Extrait du document
•••
Néanmoins, la proximité ne suffit pas pour innover. Il faut avoir envie ! On ne peut pas innover sous la contrainte de la survie, ni dans l'indifférence du milieu. Entre Recherche et Innovation, il faut créer les conditions d'un terreau propice au désir d'entreprendre. Ceci pour faire émerger des projets de développement qui accompagnent le processus d'insémination d'idées à l'université, puis d'incubation de produits/services qui sont la suite logique de la mise en œuvre de ces idées sur le terrain de l'innovation avec des entreprises innovantes.

Mais il existe aussi une autre raison pour innover, plus fondamentale, celle de tenir compte des usagers qui innovent dans leur domaine d'activités et dans leur propre intérêt !

En effet, des études ont montré que ce sont les consommateurs qui innovent principalement avec leurs idées fondées sur les usages des technologies. Les consommateurs passent deux fois plus de temps que les entreprises à tester des idées qui leur sont propres. Les entreprises exploitent ensuite les développements des consommateurs, une fois que ceux-ci sont réifiés. A l'origine, ce sont donc bien les usagers-consommateurs qui sont les principaux déclencheurs de l'innovation. Pourquoi alors ne pas les accompagner dans ce processus créatif ? Pourquoi ces consommateurs pilotes n'existeraient pas à La Réunion notamment parmi les jeunes étudiants de l'université ?
•••
[Entrées de données collectées]
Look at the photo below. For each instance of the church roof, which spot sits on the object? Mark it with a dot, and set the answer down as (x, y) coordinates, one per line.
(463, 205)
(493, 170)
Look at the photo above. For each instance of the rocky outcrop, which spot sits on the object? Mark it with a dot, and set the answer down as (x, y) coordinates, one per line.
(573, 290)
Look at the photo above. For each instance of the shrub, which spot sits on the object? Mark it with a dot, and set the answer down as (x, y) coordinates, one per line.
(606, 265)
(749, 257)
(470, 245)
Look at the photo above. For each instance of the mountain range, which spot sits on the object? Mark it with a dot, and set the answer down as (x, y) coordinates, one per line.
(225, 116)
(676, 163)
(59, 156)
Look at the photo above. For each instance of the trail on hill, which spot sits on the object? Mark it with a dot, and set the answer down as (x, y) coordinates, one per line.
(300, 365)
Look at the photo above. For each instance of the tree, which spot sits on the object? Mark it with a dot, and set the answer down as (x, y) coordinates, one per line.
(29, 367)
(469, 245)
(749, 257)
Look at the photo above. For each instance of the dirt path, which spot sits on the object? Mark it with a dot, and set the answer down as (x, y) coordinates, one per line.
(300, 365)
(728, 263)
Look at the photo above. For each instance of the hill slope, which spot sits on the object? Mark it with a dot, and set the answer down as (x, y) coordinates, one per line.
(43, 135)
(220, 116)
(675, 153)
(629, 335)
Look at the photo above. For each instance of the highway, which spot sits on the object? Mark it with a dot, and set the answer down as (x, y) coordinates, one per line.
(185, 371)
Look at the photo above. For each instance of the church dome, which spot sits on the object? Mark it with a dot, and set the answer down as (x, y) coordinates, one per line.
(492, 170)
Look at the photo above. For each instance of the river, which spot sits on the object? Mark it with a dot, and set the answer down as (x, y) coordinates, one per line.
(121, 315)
•••
Consignes
**1)** Relevez tous les mots de l'extrait sur l'innovation qui portent une majuscule sans se trouver en tête de phrase.
**2)** Prolongez l'extrait sur l'innovation au-delà de sa dernière phrase.
Le matériel ne joue ici aucun rôle.

Réponses
**1)** Recherche, Innovation, La, Réunion

**2)**
Dans la société des connaissances, il faut veiller à cultiver les talents dont on dispose sur son territoire, à commencer par sa jeunesse que l'on nomme la génération Y, celle qui est née avec Internet ... Sans cette richesse, ce gisement de matière grise à valoriser, ces individus que l'on doit accompagner avec soin, l'entreprise ne dispose plus que de ses ordinateurs et de ses câbles, les idées et connaissances étant à la maison où chez le concurrent plus innovant, celui qui a compris la valeur immatérielle des connaissances. Et dans ce monde des usages immatériels, ce n'est pas le brevet qui fait la différence compétitive, mais c'est la rapidité de mise en œuvre des idées sur son marché.

Le rôle de l'université dans ce nouveau contexte est donc fondamental pour cultiver cette richesse humaine, la curiosité qu'elle porte sur les usages des TIC sont le moyen d'impulser une dynamique d'innovation avec les gens. C'est le principe fondateur des Living Labs.

Pour innover avec les TIC, on doit donc placer les usagers dans de bonnes conditions de développement avec des lieux de rencontre adaptés pour qu'ils expriment leur créativité. Si l'université de La Réunion souhaite construire un avenir avec eux en leur permettant de s'exprimer, et non pas seulement pour eux en leur disant ce qu'il faut faire, elle doit leur offrir un plateau de créativité pour faire germer leurs idées. Le plateau de créativité mise sur les 3 piliers stratégiques que sont la gestion de la matière, de l'énergie ET de l'information. On a trop tendance à oublier ce dernier pilier qui est pourtant fondamental pour décloisonner les consciences individuelles et libérer les énergies.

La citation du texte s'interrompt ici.